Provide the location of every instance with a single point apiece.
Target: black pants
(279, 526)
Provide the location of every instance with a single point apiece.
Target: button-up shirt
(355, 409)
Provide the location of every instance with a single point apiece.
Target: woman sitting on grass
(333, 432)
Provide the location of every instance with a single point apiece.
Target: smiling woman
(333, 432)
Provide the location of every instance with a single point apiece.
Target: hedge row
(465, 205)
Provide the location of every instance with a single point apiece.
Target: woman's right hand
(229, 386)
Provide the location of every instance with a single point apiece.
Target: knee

---

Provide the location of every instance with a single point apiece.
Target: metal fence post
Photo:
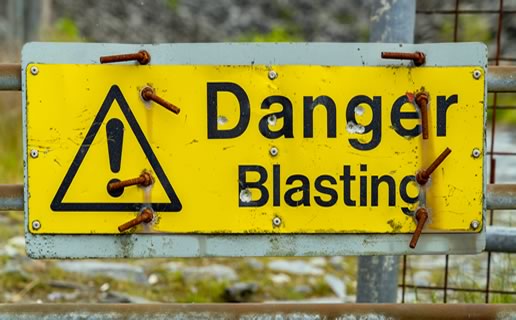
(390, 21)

## TASK OBJECTIVE:
Keeping every character as it is, restate the lines above that run from the line with "Target: button-up shirt" through the line with "Target: knee", both included, and nothing else.

## RESULT OF THE TASK:
Target: button-up shirt
(355, 409)
Provide the location of every instance with a single point apiece.
Target: woman sitting on grass
(333, 432)
Provide the location of every instance with a single point apiece.
Target: smiling woman
(333, 432)
Provide the location of every instance with a single point apiece.
Target: hedge row
(465, 205)
Provide the location of every instance with a single point apiece.
Target: woman's right hand
(229, 386)
Provide the location of every instance with a single point apiece.
Target: knee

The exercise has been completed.